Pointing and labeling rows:
* * * *
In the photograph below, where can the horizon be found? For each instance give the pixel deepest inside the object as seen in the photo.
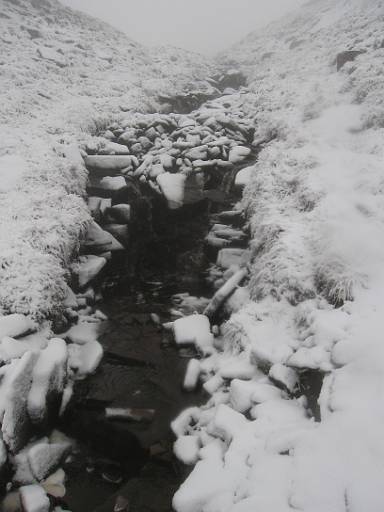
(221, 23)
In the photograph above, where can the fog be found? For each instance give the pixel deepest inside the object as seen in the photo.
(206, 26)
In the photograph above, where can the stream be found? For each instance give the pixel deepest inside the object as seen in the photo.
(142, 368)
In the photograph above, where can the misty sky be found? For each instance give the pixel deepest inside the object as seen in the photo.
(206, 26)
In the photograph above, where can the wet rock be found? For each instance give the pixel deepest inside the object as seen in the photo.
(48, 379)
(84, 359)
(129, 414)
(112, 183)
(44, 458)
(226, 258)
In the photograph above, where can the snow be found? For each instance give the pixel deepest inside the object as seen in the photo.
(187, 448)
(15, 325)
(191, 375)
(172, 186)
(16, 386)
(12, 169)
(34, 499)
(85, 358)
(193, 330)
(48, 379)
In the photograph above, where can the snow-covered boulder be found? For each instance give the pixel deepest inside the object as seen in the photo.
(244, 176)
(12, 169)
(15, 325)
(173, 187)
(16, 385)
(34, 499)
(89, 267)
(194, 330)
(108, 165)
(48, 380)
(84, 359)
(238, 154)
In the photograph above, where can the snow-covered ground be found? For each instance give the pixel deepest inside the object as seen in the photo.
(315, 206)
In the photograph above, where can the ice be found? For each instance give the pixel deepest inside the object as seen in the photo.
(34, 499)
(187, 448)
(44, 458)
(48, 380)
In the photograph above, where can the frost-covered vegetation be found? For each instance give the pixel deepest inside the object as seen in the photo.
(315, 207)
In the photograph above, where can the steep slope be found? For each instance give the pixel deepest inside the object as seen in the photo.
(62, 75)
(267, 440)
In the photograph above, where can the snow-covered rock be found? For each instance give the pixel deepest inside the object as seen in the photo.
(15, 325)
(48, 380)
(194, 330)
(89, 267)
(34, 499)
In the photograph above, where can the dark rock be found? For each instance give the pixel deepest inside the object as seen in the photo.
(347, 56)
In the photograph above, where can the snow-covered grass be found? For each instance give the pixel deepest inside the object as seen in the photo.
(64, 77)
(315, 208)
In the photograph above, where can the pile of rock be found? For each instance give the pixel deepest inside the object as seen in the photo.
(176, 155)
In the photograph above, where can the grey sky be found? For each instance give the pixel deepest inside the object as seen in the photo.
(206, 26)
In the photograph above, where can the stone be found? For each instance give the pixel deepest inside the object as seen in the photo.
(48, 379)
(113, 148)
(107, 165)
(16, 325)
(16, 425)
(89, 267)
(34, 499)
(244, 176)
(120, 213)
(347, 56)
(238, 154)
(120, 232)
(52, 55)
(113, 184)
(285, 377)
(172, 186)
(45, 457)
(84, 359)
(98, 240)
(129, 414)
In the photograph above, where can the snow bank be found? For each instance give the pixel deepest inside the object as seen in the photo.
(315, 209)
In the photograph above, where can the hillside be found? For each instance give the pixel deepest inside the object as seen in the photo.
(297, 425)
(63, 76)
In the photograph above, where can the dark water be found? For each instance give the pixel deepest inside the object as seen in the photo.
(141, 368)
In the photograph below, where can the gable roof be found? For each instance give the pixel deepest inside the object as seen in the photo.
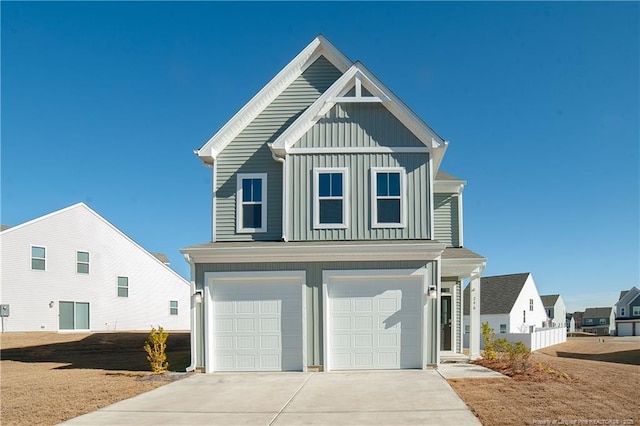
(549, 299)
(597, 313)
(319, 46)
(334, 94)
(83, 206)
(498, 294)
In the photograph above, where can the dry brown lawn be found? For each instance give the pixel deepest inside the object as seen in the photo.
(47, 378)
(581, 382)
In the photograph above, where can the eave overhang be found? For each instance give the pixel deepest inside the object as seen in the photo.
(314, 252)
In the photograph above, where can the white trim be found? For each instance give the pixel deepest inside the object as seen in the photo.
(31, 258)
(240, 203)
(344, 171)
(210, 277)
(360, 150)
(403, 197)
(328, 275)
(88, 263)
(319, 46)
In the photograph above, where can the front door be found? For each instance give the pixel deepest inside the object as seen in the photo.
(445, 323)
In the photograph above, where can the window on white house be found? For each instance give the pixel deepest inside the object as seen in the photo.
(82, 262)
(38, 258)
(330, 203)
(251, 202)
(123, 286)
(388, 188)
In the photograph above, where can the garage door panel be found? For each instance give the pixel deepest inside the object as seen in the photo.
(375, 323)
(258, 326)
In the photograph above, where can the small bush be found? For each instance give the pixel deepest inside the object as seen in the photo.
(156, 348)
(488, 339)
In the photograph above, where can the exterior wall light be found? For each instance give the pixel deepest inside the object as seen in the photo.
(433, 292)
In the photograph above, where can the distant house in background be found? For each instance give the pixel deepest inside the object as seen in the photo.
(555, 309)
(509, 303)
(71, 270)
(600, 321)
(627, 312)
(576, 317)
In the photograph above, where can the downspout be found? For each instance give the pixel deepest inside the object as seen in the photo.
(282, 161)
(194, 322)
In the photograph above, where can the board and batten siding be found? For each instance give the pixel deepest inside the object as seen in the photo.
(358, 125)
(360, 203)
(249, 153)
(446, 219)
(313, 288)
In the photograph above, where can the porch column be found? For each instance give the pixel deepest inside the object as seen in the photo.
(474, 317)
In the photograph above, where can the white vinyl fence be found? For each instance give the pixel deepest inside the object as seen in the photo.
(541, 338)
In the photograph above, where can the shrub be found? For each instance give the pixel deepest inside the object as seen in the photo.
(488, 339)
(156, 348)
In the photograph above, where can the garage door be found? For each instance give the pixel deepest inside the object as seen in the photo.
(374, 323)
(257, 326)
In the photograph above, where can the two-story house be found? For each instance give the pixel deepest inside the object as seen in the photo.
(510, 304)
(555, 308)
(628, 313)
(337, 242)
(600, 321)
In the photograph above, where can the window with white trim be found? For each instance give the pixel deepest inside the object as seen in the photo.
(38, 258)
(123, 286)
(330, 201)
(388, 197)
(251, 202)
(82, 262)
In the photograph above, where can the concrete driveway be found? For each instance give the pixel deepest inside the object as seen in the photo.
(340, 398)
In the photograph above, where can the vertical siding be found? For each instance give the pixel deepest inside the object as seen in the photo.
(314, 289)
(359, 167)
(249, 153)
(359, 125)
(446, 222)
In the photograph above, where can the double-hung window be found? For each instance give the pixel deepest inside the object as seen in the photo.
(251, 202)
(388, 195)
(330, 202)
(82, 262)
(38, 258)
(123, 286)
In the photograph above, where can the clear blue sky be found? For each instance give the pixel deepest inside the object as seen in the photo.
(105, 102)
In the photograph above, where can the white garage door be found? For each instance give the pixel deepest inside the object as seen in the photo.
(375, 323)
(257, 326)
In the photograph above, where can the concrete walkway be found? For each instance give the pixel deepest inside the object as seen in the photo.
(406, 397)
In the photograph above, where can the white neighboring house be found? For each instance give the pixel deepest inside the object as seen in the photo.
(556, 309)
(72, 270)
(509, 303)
* * * *
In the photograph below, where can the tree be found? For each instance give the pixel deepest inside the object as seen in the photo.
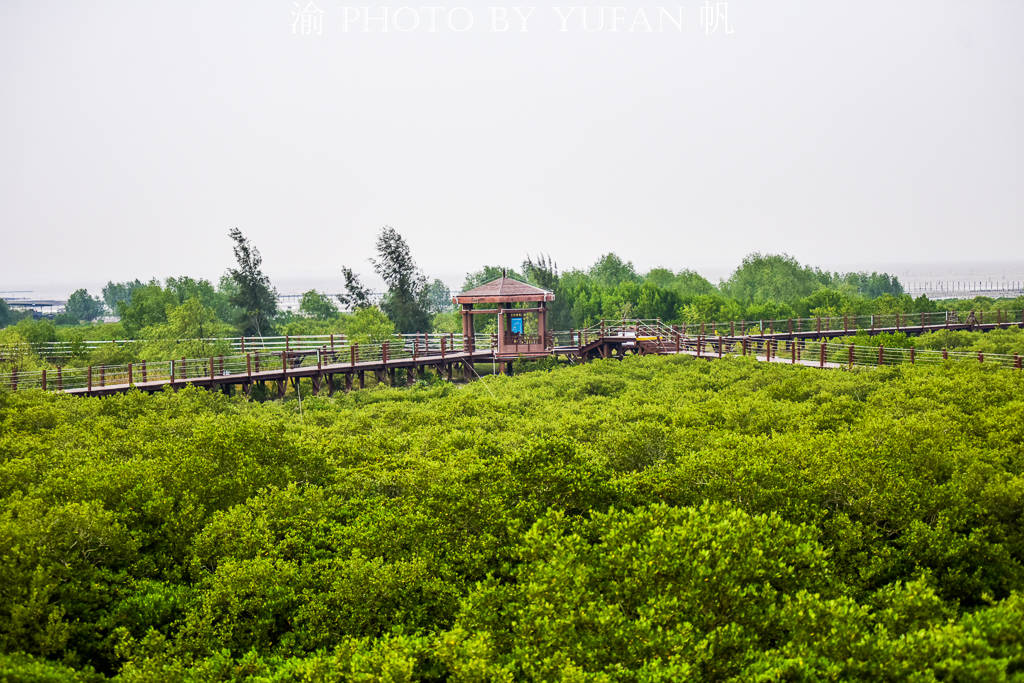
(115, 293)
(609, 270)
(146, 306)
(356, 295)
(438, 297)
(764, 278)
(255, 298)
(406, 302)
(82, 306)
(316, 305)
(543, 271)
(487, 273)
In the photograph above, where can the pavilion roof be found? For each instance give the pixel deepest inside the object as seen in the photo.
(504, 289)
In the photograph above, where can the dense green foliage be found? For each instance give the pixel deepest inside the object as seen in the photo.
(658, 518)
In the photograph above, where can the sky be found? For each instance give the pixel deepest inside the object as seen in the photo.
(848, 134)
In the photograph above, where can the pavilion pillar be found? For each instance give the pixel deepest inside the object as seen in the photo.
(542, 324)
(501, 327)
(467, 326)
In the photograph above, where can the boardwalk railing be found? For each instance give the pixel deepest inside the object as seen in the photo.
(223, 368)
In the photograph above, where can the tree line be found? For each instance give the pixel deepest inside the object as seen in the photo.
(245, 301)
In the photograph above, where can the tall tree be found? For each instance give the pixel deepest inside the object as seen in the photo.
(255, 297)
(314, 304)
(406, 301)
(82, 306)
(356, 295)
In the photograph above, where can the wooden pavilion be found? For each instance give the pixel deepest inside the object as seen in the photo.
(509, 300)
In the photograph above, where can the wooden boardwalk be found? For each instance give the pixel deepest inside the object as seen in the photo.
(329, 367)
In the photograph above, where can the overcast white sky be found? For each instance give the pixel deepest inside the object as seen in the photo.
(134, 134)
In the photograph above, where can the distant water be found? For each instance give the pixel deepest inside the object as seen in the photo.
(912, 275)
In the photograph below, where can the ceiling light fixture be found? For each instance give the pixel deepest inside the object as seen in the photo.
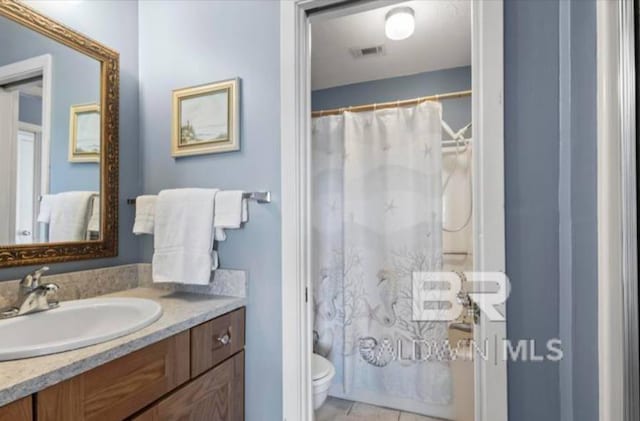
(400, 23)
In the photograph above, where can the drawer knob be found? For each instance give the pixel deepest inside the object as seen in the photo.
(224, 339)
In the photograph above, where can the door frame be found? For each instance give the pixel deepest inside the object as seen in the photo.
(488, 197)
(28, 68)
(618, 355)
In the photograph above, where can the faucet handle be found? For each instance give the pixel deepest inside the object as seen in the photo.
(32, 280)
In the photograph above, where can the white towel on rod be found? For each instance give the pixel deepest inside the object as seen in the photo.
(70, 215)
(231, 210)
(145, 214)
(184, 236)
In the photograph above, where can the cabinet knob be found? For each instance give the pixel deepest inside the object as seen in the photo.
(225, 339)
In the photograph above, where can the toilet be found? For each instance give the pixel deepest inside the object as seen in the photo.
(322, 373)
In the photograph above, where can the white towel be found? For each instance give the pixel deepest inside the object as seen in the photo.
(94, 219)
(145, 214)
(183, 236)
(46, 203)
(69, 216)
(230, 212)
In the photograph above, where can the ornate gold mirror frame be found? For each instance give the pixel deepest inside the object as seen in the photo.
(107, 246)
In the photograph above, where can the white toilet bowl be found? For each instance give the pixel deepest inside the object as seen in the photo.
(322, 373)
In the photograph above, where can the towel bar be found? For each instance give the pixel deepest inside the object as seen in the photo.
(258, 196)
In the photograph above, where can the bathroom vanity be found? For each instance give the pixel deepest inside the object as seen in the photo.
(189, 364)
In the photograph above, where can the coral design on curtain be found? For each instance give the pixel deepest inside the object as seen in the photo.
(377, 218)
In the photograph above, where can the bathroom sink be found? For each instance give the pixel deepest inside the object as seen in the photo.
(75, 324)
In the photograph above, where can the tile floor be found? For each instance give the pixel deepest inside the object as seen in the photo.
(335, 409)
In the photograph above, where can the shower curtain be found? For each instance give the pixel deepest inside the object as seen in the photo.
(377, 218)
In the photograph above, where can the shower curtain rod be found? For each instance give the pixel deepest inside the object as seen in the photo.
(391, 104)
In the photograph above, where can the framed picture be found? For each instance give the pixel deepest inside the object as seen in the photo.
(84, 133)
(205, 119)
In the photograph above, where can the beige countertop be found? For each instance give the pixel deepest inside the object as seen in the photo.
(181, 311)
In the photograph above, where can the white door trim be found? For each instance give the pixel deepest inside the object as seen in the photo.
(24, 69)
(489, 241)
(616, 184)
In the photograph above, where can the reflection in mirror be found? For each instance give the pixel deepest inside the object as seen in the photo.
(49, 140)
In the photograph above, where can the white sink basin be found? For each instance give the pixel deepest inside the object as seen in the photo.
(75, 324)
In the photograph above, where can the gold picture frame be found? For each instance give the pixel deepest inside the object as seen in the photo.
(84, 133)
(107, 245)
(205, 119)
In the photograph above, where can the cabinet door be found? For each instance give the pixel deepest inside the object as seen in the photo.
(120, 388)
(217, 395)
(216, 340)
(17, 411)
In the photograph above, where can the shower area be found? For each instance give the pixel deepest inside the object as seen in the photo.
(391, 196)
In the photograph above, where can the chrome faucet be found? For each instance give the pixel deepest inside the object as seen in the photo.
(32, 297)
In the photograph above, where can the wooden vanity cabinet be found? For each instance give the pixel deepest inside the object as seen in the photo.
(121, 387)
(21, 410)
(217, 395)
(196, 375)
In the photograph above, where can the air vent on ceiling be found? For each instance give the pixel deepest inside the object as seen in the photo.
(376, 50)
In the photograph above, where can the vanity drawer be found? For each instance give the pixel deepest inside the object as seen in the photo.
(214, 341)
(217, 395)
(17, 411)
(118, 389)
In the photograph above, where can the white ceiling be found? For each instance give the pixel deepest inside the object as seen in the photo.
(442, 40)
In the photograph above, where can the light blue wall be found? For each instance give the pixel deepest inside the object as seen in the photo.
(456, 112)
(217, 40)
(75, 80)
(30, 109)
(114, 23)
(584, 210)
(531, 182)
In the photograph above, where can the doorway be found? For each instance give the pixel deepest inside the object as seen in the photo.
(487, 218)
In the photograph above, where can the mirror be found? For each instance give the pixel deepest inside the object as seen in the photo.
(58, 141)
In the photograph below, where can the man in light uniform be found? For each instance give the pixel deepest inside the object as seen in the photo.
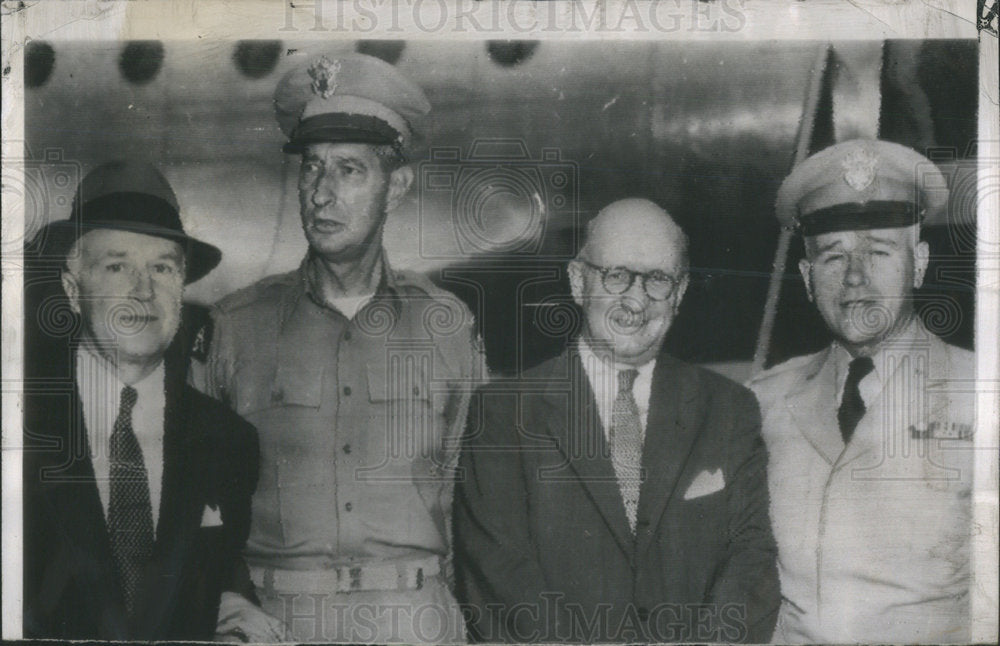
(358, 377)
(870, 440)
* * * *
> _Stated exercise_: List every line of the rows above that contains the string "siding". Case counts.

> _Exercise response_:
In the photograph above, where can the board and batten siding be found? For each instance give the pixel deepest inside the object as seen in the photo.
In the photograph above, where can the vertical siding be found? For each instance give the pixel deepest inside the object as seen in the photo.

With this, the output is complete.